Outline labeling records:
>> Start

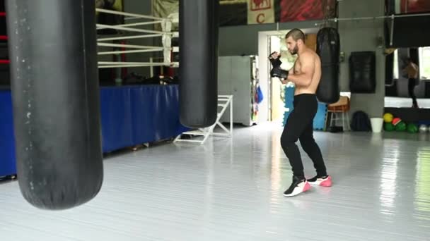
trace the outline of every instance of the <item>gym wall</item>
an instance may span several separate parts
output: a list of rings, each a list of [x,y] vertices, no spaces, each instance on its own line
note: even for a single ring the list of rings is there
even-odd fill
[[[380,16],[384,14],[383,1],[362,0],[338,2],[339,18]],[[279,30],[294,27],[313,28],[320,21],[301,21],[279,23]],[[383,114],[385,96],[385,56],[381,48],[383,37],[381,20],[340,21],[340,49],[345,53],[341,64],[339,85],[342,92],[349,91],[348,58],[352,51],[375,51],[376,54],[376,91],[374,94],[353,94],[351,111],[363,110],[370,116]],[[221,27],[219,32],[220,56],[258,54],[258,32],[277,30],[276,24]]]
[[[380,16],[384,14],[383,1],[361,0],[338,2],[339,18],[359,18]],[[344,61],[340,65],[339,84],[341,91],[349,89],[348,59],[353,51],[372,51],[375,52],[376,89],[373,94],[352,94],[351,115],[356,111],[364,111],[369,117],[382,116],[384,109],[385,57],[383,42],[383,20],[339,21],[340,51],[344,52]]]

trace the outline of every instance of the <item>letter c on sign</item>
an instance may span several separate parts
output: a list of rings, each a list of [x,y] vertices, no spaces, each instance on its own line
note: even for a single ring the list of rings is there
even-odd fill
[[[257,23],[263,23],[265,22],[265,13],[260,13],[257,16]]]

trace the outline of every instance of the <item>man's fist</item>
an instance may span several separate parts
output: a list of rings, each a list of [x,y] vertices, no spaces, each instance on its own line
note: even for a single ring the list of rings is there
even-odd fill
[[[270,60],[270,63],[272,63],[272,66],[273,68],[279,68],[282,62],[281,62],[281,56],[278,54],[277,52],[273,52],[270,54],[269,56],[269,60]]]
[[[288,78],[288,71],[281,69],[281,68],[274,68],[270,71],[272,78],[277,77],[281,80],[286,80]]]

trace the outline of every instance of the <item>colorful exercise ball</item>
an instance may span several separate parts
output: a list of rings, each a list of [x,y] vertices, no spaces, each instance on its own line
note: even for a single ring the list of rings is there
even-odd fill
[[[393,114],[390,113],[385,113],[384,114],[383,118],[384,118],[384,122],[385,123],[391,123],[391,121],[393,121],[393,118],[394,118],[394,116],[393,116]]]
[[[426,125],[419,125],[419,132],[422,133],[426,132],[429,130],[429,128]]]
[[[406,130],[406,123],[403,121],[400,121],[395,125],[395,130],[397,131],[405,131]]]
[[[386,131],[393,131],[394,128],[394,125],[390,122],[387,122],[384,124],[384,129]]]
[[[393,119],[393,125],[397,125],[398,123],[402,122],[402,119],[400,119],[400,118],[395,118],[394,119]]]
[[[407,132],[410,133],[417,133],[418,132],[418,126],[414,123],[407,124]]]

>> End

* Directions for this task: Can you format every line of the records above as a numbered list, skipping blank lines and leaving the picture out?

* Exercise solution:
1. trace the outline of every instance of the <item>gym wall</item>
2. an instance may span several separate parts
3. output: a list of rings, each a list of [x,y] vertices, no spaces, each instance on its own line
4. note: even for a single ring the list of rings is there
5. even-odd fill
6. [[[380,16],[384,14],[383,1],[362,0],[338,2],[339,18]],[[279,30],[294,27],[313,28],[320,21],[301,21],[279,23]],[[383,114],[385,96],[385,56],[381,48],[383,37],[381,20],[340,21],[340,49],[345,53],[341,64],[339,85],[342,92],[349,91],[348,58],[352,51],[375,51],[376,54],[376,91],[374,94],[353,94],[351,111],[363,110],[370,116]],[[221,27],[219,32],[220,56],[258,54],[258,32],[277,30],[276,24]]]
7. [[[380,16],[384,14],[383,1],[361,0],[338,2],[339,18],[359,18]],[[344,61],[340,65],[339,84],[341,91],[349,89],[348,59],[353,51],[372,51],[375,52],[376,89],[373,94],[352,94],[351,115],[356,111],[364,111],[369,117],[382,116],[384,109],[385,57],[383,42],[383,20],[339,21],[340,51],[344,52]]]
8. trace the outline of every instance of the <item>letter c on sign</item>
9. an instance may span several separate parts
10. output: a list of rings, each a list of [x,y] vertices, no spaces, each instance on its own line
11. note: even for a single ring the list of rings is there
12. even-odd fill
13. [[[257,23],[263,23],[265,22],[265,13],[260,13],[257,16]]]
14. trace the outline of every instance of the <item>man's fist</item>
15. an instance may span several separate parts
16. output: a list of rings, each a list of [x,y] vertices, no spaces, each instance on its own line
17. note: even for a single ring the list of rings is there
18. even-odd fill
19. [[[270,60],[270,63],[272,63],[272,66],[273,68],[279,68],[282,62],[281,62],[281,56],[278,54],[277,52],[273,52],[270,54],[269,56],[269,60]]]
20. [[[288,78],[288,71],[281,69],[281,68],[274,68],[270,71],[272,78],[277,77],[281,80],[286,80]]]
21. trace the outline of every instance of the <item>colorful exercise ball</item>
22. an instance may span several separate parts
23. output: a list of rings, each a list of [x,y] vertices, no spaces, each instance on its own line
24. note: even for a single ring the list of rings is there
25. even-odd fill
26. [[[393,114],[390,113],[385,113],[384,114],[383,118],[384,118],[384,122],[385,123],[391,123],[391,121],[393,121],[393,118],[394,118],[394,116],[393,116]]]
27. [[[426,125],[419,125],[419,132],[422,133],[426,132],[429,130],[429,128]]]
28. [[[406,130],[406,123],[403,121],[400,121],[395,125],[395,130],[397,131],[405,131]]]
29. [[[386,131],[393,131],[394,128],[394,125],[390,122],[387,122],[384,124],[384,129]]]
30. [[[393,119],[393,125],[397,125],[398,123],[402,122],[402,119],[400,119],[400,118],[395,118],[394,119]]]
31. [[[407,132],[410,133],[417,133],[418,132],[418,126],[414,123],[407,124]]]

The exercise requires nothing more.